+++ Document extract +++

Up first for processing are the OISST data. The full brick of data within the study area will be loaded first. Then the pixels within the regions are pulled out and individual time series are made from each and saved. Finally the climatologies and anomalies for each pixel in the study area are calculated and saved. The region clims+anoms are calculated for all of the data at the same time near the end of this vignette.
# The files with data in the study area
OISST_files_sub <- data.frame(files = OISST_files,
lon = c(seq(0.125, 179.875, by = 0.25),
seq(-179.875, -0.125, by = 0.25))) %>%
filter(lon >= NWA_corners[1], lon <= NWA_corners[2]) %>%
mutate(files = as.character(files))
# Load the full grid for the study area
system.time(
OISST_all <- plyr::ldply(OISST_files_sub$files, .fun = load_OISST, .parallel = TRUE)
) # 16 seconds
# Check that the coords were subsetted correctly
NWA_corners
min(OISST_all$lon); max(OISST_all$lon)
min(OISST_all$lat); max(OISST_all$lat)
# test visual
OISST_all %>%
filter(t == "1993-01-01") %>%
ggplot(aes(x = lon, y = lat)) +
geom_raster(aes(fill = temp)) +
scale_x_continuous(breaks = seq(-80, -40, 2)) +
scale_y_continuous(breaks = seq(32, 52, 2)) +
coord_quickmap(xlim = NWA_corners[1:2], ylim = NWA_corners[3:4], expand = T)
# Create the region time series and save
system.time(
OISST_all_ts <- OISST_all %>%
right_join(OISST_regions, by = c("lon", "lat")) %>%
group_by(region, t) %>%
summarise(temp = mean(temp, na.rm = T), .groups = "drop")
) # 14 seconds
saveRDS(OISST_all_ts, "data/OISST_all_ts.Rda")
# test visual
OISST_all_ts %>%
ggplot(aes(x = t, y = temp)) +
geom_line(aes(colour = region)) +
facet_wrap(~region) +
labs(x = NULL, y = "Temp. (C)")
# Calculate the clims and anoms for each pixel
registerDoParallel(cores = 25)

+++ Information given +++

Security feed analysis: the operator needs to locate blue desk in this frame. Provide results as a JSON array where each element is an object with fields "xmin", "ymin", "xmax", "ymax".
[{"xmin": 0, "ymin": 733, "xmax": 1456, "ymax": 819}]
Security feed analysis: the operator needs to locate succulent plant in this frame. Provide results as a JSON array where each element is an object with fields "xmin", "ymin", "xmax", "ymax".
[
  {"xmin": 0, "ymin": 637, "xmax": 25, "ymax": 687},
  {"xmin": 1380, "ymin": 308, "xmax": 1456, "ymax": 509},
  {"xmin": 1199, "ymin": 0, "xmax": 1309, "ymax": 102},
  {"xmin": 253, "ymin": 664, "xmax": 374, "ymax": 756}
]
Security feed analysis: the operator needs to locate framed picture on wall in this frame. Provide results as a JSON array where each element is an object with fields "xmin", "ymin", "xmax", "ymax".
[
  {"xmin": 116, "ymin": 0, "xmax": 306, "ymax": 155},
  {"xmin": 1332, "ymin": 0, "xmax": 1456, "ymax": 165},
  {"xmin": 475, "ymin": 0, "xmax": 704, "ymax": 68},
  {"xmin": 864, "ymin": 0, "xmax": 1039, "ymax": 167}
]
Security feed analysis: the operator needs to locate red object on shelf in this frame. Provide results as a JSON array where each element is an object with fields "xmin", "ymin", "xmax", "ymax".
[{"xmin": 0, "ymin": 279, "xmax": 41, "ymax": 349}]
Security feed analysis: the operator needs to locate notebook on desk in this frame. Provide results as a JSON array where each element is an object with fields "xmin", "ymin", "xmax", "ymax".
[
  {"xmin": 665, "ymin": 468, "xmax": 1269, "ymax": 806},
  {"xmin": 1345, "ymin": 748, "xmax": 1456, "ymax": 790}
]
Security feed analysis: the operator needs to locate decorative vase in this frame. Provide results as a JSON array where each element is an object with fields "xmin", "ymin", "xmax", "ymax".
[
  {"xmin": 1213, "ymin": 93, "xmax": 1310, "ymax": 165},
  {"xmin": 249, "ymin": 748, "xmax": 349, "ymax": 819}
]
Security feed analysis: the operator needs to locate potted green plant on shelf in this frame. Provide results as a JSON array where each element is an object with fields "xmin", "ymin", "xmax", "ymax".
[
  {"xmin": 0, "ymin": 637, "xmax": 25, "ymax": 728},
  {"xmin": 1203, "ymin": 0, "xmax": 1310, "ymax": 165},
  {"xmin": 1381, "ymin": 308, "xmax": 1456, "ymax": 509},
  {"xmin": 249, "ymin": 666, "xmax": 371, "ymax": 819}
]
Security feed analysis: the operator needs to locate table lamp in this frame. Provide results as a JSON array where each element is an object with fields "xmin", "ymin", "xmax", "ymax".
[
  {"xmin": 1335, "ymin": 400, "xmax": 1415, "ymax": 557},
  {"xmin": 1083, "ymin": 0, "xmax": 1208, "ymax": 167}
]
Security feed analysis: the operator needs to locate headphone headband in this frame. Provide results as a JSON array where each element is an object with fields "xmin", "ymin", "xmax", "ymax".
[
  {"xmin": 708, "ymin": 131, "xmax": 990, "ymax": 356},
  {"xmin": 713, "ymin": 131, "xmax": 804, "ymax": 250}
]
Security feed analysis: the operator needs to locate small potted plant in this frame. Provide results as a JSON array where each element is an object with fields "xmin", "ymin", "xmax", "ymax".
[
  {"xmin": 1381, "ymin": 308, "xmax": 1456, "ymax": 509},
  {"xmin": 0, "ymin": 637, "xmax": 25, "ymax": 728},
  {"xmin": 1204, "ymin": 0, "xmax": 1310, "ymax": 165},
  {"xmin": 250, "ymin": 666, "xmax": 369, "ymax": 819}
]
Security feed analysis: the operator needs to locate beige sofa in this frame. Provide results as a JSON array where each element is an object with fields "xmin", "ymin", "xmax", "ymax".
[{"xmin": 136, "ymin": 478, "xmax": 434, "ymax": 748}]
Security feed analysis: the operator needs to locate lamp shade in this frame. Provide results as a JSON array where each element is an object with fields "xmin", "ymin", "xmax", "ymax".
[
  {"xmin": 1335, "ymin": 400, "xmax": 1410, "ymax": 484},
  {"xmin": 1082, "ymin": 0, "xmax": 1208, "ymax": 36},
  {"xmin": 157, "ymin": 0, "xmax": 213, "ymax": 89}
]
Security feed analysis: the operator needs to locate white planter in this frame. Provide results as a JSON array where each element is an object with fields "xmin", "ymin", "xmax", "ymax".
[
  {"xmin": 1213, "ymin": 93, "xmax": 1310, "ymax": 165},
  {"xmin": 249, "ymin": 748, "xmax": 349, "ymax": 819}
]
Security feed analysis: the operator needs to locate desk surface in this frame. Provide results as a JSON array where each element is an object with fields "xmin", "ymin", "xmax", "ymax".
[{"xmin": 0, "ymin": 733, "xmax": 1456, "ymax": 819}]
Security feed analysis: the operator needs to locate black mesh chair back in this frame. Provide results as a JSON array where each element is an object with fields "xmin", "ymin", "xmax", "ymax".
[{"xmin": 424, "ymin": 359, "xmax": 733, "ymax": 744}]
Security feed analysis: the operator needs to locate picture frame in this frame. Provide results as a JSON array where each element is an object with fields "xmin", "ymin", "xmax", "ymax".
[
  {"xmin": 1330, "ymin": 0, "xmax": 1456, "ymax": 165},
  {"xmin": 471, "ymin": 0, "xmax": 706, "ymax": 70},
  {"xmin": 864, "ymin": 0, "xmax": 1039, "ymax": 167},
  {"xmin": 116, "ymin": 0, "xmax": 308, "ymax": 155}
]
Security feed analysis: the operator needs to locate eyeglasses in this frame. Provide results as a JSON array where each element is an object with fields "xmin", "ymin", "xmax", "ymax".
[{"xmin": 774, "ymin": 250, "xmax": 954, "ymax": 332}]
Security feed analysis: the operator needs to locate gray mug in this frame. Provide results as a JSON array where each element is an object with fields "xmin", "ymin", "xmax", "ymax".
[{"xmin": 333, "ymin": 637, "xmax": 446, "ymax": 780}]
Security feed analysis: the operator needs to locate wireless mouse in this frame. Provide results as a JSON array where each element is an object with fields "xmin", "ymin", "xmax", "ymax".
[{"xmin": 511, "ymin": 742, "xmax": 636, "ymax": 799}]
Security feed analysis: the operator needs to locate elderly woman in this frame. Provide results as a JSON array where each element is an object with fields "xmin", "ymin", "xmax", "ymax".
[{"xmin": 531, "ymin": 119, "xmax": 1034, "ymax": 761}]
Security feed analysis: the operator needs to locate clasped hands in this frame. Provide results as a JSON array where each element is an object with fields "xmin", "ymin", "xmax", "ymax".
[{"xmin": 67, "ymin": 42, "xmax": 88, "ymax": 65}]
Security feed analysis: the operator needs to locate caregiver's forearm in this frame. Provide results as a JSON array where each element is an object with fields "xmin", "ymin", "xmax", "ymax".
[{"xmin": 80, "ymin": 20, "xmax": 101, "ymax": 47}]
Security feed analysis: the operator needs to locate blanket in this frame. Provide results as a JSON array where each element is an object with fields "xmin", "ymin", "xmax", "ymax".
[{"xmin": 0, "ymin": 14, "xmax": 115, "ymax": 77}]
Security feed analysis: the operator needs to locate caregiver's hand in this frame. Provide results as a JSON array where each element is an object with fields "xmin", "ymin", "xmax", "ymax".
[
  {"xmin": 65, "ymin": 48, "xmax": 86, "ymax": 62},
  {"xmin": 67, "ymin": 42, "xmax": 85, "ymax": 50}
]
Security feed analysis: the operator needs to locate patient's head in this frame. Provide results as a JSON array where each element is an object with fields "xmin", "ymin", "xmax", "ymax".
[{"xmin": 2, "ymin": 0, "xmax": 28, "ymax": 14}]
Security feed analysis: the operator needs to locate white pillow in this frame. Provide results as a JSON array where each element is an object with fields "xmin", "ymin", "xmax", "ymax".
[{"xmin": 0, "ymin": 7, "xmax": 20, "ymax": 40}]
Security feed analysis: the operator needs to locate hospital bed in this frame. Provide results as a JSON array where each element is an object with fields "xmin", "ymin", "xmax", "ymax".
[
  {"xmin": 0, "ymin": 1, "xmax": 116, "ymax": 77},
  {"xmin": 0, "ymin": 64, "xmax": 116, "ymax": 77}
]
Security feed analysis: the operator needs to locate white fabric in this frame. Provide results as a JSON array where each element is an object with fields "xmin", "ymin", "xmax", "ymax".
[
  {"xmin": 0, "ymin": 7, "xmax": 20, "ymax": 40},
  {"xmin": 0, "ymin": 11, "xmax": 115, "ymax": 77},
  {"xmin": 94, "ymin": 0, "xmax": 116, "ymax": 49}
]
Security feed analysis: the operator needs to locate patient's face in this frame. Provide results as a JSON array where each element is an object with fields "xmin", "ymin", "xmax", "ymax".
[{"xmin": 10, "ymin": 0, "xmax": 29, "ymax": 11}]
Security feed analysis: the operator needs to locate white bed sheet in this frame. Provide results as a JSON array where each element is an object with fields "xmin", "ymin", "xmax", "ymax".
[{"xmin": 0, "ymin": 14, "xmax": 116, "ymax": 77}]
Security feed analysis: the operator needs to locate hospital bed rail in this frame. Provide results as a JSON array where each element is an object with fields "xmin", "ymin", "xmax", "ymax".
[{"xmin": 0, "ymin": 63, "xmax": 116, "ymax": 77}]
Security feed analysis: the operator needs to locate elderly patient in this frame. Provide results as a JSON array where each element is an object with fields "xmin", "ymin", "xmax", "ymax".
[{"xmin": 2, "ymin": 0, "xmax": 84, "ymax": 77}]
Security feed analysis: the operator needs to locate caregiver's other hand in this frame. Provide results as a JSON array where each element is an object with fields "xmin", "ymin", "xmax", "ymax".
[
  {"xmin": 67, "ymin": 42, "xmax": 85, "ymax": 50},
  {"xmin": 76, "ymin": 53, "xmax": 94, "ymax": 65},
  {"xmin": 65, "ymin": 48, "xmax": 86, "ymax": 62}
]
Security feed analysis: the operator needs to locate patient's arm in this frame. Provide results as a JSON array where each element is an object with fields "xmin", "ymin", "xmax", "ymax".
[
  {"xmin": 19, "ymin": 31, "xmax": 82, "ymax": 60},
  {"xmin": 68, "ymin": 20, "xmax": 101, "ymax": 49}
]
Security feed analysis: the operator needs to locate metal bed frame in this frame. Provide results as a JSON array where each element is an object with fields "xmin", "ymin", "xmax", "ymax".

+++

**Actions to take:**
A – Count the lines in the rows that contain the string "caregiver", with case counting, and reply with only that number.
B – Carry on the OISST processing walkthrough from its last line.

**Results by task:**
A – 3

B –
system.time(
OISST_all_anom <- OISST_all %>%
mutate(var = "temp") %>%
dplyr::rename(val = temp) %>%
plyr::ddply(., c("lon", "lat", "var"), calc_clim_anom, .parallel = T, point_accuracy = 2)
) # 214 seconds
saveRDS(OISST_all_anom, "data/OISST_all_anom.Rda")
# test visual
OISST_all_anom %>%
filter(t == "1998-06-18") %>%
ggplot(aes(x = lon, y = lat)) +
geom_polygon(data = map_base, aes(group = group), show.legend = F) +
geom_tile(aes(fill = anom)) +
scale_x_continuous(breaks = seq(-80, -40, 2)) +
scale_y_continuous(breaks = seq(32, 52, 2)) +
scale_fill_gradient2(low = "blue", high = "red") +
labs(x = NULL, y = NULL) +
coord_quickmap(xlim = NWA_corners[1:2], ylim = NWA_corners[3:4], expand = T)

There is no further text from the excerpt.